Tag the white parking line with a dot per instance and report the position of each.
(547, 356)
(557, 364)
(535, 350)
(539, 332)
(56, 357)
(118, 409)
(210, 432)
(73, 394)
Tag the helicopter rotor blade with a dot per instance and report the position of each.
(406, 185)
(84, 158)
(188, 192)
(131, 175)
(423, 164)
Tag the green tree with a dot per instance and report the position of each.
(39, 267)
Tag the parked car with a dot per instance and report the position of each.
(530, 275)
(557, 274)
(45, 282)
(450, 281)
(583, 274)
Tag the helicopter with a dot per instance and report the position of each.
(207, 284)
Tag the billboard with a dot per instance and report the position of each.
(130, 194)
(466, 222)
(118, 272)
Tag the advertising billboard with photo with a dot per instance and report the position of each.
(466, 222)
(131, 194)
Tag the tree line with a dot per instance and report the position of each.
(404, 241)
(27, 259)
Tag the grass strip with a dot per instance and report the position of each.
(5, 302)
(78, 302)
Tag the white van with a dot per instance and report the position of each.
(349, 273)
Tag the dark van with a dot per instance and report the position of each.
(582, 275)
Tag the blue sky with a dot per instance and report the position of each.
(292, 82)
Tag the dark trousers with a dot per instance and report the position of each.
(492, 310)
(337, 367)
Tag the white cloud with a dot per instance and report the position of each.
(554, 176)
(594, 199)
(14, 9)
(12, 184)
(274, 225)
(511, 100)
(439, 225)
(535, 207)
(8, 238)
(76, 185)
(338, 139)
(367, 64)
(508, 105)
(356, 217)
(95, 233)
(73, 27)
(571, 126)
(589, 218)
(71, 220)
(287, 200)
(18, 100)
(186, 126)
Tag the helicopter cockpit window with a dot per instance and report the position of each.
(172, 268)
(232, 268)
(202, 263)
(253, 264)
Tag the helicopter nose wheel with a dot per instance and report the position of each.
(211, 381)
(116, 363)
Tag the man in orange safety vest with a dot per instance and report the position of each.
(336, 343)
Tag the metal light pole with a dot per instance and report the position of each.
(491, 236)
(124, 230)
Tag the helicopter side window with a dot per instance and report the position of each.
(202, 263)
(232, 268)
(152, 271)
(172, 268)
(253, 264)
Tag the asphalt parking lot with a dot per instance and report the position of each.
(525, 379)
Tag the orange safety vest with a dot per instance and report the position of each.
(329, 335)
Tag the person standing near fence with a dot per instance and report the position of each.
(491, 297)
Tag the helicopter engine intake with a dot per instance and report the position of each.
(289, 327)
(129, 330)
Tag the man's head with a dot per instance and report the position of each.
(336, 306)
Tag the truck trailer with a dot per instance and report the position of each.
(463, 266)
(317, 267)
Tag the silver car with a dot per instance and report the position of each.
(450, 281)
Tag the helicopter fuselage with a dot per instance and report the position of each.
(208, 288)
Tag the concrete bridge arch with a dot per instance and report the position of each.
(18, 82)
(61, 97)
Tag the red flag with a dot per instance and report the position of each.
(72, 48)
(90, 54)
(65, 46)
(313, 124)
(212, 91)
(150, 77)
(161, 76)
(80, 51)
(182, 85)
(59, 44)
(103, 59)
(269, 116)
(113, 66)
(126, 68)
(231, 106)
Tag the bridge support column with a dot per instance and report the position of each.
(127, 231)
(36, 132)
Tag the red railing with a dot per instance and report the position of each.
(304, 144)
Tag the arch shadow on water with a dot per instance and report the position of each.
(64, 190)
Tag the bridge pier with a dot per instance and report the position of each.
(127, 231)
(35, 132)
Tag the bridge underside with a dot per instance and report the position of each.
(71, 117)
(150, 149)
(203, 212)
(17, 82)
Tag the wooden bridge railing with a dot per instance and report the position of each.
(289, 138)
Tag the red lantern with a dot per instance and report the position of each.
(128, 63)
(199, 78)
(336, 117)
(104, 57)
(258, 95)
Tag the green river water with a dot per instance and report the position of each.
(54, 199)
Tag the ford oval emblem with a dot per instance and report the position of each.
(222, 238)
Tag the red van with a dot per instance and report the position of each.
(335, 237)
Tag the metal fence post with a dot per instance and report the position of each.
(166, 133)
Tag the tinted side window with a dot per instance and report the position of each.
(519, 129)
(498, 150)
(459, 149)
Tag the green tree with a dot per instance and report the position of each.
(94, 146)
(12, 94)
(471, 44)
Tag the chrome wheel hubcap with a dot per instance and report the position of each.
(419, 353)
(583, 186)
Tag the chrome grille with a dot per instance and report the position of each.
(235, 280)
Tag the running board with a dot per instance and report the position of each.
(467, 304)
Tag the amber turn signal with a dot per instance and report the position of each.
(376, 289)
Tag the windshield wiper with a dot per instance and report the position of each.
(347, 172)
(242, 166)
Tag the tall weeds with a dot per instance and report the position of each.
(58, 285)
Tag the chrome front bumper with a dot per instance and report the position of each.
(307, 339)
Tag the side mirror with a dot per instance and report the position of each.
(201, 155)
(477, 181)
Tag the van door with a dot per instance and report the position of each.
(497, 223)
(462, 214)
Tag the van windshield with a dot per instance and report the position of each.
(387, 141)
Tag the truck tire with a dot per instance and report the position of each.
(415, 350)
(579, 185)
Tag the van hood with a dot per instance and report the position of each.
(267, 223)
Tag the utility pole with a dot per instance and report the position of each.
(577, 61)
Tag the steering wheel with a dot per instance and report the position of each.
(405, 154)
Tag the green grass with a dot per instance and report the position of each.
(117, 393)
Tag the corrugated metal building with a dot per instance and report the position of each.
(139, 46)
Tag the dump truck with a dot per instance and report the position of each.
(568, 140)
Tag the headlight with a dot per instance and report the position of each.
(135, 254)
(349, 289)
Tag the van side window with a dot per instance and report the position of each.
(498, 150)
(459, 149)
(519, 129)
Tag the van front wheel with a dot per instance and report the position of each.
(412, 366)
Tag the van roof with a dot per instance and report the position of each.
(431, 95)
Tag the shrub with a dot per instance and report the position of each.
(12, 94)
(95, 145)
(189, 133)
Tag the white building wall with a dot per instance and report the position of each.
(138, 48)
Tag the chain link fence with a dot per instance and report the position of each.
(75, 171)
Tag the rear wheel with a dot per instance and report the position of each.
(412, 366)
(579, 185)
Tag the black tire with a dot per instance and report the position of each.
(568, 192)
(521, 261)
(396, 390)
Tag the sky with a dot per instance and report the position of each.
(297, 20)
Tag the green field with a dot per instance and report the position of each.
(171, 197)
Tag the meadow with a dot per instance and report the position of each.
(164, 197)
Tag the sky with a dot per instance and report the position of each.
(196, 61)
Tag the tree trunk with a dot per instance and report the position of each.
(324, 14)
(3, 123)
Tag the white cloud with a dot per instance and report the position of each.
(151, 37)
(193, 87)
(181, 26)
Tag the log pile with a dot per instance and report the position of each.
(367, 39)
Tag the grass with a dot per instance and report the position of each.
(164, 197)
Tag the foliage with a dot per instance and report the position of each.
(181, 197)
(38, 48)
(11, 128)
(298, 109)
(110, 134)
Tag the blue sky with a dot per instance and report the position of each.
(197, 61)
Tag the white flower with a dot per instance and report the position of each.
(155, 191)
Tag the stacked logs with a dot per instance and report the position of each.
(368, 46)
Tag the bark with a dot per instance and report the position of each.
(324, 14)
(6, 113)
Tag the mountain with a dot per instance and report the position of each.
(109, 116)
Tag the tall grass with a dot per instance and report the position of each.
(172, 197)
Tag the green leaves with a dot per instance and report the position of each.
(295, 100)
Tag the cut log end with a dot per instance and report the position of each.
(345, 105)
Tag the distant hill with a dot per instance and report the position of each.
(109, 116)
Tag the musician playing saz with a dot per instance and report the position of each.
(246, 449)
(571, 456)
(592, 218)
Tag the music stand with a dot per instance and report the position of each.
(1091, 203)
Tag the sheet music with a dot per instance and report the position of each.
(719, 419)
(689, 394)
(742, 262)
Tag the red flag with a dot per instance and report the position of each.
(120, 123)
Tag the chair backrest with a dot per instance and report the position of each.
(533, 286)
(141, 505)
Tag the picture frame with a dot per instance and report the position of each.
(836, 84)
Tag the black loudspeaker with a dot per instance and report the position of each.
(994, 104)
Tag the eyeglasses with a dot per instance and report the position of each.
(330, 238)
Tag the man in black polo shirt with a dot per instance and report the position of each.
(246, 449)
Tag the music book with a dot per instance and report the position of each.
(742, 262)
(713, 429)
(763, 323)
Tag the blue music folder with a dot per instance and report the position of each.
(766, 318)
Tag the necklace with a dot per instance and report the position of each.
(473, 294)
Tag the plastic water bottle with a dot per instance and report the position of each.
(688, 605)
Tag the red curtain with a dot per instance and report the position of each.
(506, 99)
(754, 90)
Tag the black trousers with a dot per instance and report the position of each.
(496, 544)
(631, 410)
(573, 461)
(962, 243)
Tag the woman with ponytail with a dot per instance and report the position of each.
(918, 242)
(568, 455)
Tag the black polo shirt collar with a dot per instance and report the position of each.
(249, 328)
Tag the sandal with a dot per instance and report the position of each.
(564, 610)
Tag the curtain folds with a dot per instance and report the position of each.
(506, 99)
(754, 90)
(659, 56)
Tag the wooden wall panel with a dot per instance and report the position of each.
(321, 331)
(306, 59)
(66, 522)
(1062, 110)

* _Task brief_: From the line that contains "Tag the distant" to the last line of the material above, repeat every line exactly, keeping both the first and the last.

* _Task answer_:
Tag the distant hill with a dot per instance and report the position of each.
(109, 116)
Tag the musician playing saz with a dot per instance and report the position of each.
(246, 449)
(571, 456)
(592, 218)
Tag the music stand with a dot per instance and report the position of each.
(1091, 203)
Tag the sheet music with a dot per instance and report the position of each.
(719, 419)
(689, 394)
(742, 262)
Tag the red flag with a dot per instance and report the position of each.
(120, 123)
Tag the chair backrest with a dot per instance and report the position of each.
(533, 286)
(141, 505)
Tag the picture frame with a dot per instance and report the position of each.
(836, 84)
Tag the black loudspeaker with a dot per instance and report the position of each.
(994, 104)
Tag the eyeglasses with a dot per instance and report the position of each.
(330, 238)
Tag the man in black polo shirt with a dot per instance and report the position of each.
(246, 449)
Tag the music book with a dot per instance and report the position of each.
(742, 262)
(713, 429)
(763, 323)
Tag the blue music folder with a dot per instance and report the position of each.
(766, 318)
Tag the necklace with a dot per instance and report the position of each.
(473, 294)
Tag the plastic water bottle with a dot per instance and report the position of each.
(688, 605)
Tag the red curtain with a dot per instance and report the position of each.
(506, 99)
(754, 90)
Tag the black trousers with a dot per instance and report the position of each.
(496, 544)
(631, 410)
(573, 461)
(962, 243)
Tag the woman with ponytail with a dot per instance and report the position of each.
(918, 242)
(568, 455)
Tag the black polo shirt collar with a dot per instance and report the position of each.
(249, 328)
Tag the sandal with a dot per instance and report the position of each.
(564, 610)
Tag the curtain folds with a dot per instance and report the position of each.
(506, 99)
(754, 90)
(659, 56)
Tag the wooden wall panel with a dot per instance and report the position of each.
(321, 331)
(306, 59)
(66, 522)
(1062, 110)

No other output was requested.